* Data shown
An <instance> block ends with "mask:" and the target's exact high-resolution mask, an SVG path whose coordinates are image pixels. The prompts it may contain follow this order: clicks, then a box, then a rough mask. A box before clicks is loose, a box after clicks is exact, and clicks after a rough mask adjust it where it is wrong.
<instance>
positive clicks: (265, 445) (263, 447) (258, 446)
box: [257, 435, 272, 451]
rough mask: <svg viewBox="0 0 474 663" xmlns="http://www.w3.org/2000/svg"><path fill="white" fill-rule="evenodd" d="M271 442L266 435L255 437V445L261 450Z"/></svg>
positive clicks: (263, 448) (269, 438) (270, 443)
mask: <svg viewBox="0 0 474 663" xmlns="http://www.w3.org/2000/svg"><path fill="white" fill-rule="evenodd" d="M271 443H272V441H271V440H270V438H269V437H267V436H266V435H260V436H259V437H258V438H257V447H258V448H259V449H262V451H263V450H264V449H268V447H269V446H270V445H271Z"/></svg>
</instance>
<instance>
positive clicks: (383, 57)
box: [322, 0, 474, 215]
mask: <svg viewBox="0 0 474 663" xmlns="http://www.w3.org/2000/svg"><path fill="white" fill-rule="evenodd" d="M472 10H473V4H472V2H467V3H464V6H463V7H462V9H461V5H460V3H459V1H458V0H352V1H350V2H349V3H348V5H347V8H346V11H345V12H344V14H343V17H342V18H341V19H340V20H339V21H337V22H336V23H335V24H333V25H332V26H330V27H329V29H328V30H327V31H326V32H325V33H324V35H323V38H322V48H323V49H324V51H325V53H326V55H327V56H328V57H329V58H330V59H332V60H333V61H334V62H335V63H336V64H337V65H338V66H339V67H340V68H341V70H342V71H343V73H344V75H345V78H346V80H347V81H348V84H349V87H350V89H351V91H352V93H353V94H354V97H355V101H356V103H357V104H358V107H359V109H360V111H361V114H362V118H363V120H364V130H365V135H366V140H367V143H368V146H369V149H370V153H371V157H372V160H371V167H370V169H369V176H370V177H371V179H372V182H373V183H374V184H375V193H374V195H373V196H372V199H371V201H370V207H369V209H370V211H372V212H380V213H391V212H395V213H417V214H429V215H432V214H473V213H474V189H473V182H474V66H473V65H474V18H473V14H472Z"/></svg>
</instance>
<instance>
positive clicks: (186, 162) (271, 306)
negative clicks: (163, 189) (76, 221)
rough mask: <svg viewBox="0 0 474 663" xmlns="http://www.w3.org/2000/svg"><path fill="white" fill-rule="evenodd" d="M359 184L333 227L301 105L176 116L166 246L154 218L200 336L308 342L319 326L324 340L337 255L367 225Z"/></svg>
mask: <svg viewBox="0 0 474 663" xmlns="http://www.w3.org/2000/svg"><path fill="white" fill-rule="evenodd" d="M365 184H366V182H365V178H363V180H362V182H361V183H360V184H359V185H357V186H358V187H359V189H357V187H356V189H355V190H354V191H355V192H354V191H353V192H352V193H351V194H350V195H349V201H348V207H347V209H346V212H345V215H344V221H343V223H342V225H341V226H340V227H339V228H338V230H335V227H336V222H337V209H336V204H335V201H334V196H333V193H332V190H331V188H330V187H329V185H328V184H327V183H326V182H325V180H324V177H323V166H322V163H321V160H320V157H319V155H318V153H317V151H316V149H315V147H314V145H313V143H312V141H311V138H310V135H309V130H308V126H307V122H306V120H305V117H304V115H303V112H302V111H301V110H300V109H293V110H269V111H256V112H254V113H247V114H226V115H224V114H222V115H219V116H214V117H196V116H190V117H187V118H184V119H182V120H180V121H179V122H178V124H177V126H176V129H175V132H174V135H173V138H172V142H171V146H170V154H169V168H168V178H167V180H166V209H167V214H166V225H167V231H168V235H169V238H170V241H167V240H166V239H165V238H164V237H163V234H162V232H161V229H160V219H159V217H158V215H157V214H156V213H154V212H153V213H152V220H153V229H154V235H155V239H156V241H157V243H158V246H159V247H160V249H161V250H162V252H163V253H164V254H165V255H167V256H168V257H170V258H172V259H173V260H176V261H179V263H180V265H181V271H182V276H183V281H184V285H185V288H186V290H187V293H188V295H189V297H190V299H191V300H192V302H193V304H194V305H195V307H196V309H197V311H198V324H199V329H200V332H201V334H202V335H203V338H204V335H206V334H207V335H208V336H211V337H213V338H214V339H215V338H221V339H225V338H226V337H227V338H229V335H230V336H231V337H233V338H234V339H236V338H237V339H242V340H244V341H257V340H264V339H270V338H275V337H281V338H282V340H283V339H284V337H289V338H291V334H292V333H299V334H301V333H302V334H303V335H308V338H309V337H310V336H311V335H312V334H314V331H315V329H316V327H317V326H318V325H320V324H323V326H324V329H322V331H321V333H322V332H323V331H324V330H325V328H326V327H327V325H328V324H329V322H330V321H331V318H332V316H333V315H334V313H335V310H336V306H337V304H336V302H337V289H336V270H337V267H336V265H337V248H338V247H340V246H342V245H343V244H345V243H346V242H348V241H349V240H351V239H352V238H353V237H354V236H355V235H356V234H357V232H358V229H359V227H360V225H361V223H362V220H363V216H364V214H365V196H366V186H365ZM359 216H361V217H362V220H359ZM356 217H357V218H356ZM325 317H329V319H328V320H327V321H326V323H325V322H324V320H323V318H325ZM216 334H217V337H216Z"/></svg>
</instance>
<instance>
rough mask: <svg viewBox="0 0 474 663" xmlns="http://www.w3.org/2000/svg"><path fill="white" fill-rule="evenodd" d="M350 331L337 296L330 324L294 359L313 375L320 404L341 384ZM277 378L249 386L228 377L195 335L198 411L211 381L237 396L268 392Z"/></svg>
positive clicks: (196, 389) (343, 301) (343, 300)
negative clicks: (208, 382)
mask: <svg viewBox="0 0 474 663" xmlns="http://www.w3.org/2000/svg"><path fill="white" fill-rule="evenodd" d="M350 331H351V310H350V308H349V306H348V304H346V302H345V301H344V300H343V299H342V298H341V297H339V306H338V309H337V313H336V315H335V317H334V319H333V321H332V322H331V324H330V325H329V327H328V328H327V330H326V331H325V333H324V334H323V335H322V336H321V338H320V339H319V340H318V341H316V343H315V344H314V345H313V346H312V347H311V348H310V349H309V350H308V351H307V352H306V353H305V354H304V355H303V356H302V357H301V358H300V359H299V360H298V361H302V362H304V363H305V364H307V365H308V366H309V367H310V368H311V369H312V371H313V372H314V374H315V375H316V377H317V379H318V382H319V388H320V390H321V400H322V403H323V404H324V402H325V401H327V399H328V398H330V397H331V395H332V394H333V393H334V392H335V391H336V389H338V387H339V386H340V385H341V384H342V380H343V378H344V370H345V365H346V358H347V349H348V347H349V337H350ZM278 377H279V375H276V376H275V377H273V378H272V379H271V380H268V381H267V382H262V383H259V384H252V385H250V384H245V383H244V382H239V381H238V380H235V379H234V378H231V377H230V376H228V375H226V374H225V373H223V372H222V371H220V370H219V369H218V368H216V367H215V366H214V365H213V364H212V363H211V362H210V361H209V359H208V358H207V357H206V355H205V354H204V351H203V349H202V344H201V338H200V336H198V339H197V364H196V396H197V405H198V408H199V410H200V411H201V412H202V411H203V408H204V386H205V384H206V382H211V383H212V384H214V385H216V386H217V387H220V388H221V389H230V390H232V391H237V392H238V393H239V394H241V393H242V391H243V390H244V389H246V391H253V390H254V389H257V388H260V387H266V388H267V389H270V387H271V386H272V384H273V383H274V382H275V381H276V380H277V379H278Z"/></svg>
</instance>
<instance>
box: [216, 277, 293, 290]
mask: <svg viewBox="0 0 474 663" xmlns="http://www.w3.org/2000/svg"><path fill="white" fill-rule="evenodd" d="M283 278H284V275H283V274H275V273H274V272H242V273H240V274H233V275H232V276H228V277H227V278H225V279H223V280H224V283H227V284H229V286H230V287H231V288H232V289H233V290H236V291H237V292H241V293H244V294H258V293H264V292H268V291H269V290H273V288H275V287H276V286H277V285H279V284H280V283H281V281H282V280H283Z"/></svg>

* Task to complete
I'd like an exact copy of the lines above, from the very first one through the line that contains "positive clicks: (383, 57)", with nothing else added.

* Problem solution
An <instance> block ends with "mask:" and the target's exact high-resolution mask, an SVG path whose coordinates are image pixels. The prompts it may contain follow this order: clicks, then a box, then a rough mask. A box before clicks is loose, a box after clicks is exact, and clicks after a rough mask adjust it where it is wrong.
<instance>
positive clicks: (265, 445) (263, 447) (258, 446)
box: [257, 435, 272, 451]
rough mask: <svg viewBox="0 0 474 663" xmlns="http://www.w3.org/2000/svg"><path fill="white" fill-rule="evenodd" d="M271 442L266 435L255 437V445L261 450Z"/></svg>
positive clicks: (263, 448) (269, 438) (270, 443)
mask: <svg viewBox="0 0 474 663" xmlns="http://www.w3.org/2000/svg"><path fill="white" fill-rule="evenodd" d="M271 443H272V441H271V440H270V438H269V437H267V436H266V435H260V436H259V437H258V438H257V447H258V448H259V449H262V451H263V450H264V449H268V447H269V446H270V445H271Z"/></svg>
</instance>
<instance>
positive clicks: (383, 57)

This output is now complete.